Region pointing data
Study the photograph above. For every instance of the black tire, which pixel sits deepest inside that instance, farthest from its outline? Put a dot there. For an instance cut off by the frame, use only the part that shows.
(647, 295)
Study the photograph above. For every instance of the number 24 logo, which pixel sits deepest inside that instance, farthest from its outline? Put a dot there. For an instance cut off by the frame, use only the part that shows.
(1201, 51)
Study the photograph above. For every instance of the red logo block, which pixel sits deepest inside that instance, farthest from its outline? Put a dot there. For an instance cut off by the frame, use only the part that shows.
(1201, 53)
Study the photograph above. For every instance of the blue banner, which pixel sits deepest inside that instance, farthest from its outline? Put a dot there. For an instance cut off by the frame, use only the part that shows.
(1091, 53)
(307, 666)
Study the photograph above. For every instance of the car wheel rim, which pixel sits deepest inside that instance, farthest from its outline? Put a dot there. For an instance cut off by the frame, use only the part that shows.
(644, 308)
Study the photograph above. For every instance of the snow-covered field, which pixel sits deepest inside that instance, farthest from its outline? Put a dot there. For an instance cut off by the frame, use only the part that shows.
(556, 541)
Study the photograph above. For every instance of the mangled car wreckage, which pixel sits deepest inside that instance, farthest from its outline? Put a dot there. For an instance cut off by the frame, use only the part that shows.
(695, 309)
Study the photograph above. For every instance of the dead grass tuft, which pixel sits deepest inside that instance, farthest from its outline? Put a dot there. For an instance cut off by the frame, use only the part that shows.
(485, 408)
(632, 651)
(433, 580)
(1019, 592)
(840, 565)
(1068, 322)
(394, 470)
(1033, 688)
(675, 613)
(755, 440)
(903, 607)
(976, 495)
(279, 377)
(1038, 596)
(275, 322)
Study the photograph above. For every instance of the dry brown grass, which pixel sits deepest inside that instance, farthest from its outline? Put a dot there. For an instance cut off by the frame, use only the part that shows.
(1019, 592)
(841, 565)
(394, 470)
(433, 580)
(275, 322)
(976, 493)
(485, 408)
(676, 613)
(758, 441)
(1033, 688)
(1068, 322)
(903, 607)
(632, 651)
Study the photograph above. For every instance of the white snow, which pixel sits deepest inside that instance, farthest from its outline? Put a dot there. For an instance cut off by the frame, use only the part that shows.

▸ **What you have to do**:
Every line above should be reproduced precisely.

▸ **Reply to the exercise**:
Study the photograph above. For every instance of the black tire, which pixel sits deepest inside that instance, farthest from its outline? Put a dot there. For an instance cut off by the frame, use only the part that shows.
(647, 295)
Study the photograph above. For every instance of the number 24 logo, which pixel sits deepest inside that instance, farthest from its outline? Put a dot there. For an instance cut off by the frame, use only the part that shows.
(1201, 51)
Study the photograph above. For every instance of the red logo block, which pixel sits deepest inside that instance, farthest from its outline? Put a dot there. For an instance cut off by the frame, use only the part that shows.
(1201, 53)
Study the photograph above. For every instance of the blue banner, which pixel sits deepest inside that instance, farthest from its outline? Put a dot there. For an instance cut off by the frame, use only the part that shows.
(1091, 53)
(307, 666)
Study the photograph above. For every instance of the car wheel rim, which pixel sits deepest inside that instance, farthest from its outline? Put a dot there. For an instance cut off by the frame, use only the part that shows.
(644, 308)
Study the photograph above. For every instance of the snow-covered field, which pixel sits deepest inside that instance, farthest from its outline? Put a dot there. For an instance cut off by the frame, use only the part that shows.
(556, 541)
Study the photograph above. For every instance of the mangled car wreckage, which pixel sits deepest inside that instance, farthest from its outline? Put a dot there. For an instance cut off by the frame, use only the part that shows.
(695, 309)
Study the photograph above. For every instance of the dead grass tuft, which pixel sits deepest inside that instance, farthest from its outline? Put a dot there. For an instance cut off by the frame, use only the part that shows.
(485, 408)
(632, 651)
(433, 580)
(1019, 592)
(840, 565)
(1068, 322)
(394, 470)
(1033, 688)
(675, 613)
(755, 440)
(903, 607)
(976, 495)
(279, 377)
(1038, 596)
(275, 322)
Study the photograph above. For every instance of the dry brown grass, which pixel sits deepest inside that instance, farthest from its outline? Put a dot there. For an instance cut off by the frame, use only the part that shows.
(1019, 592)
(841, 565)
(394, 470)
(433, 580)
(275, 322)
(976, 493)
(485, 408)
(676, 613)
(758, 441)
(1033, 688)
(1068, 322)
(903, 607)
(632, 651)
Study the photograph above. For every instance of the white snow, which pixel sits deepest inside that instance, farthest from its outline? Put a dot there. For an instance cut off by the frame, use only the part that shows.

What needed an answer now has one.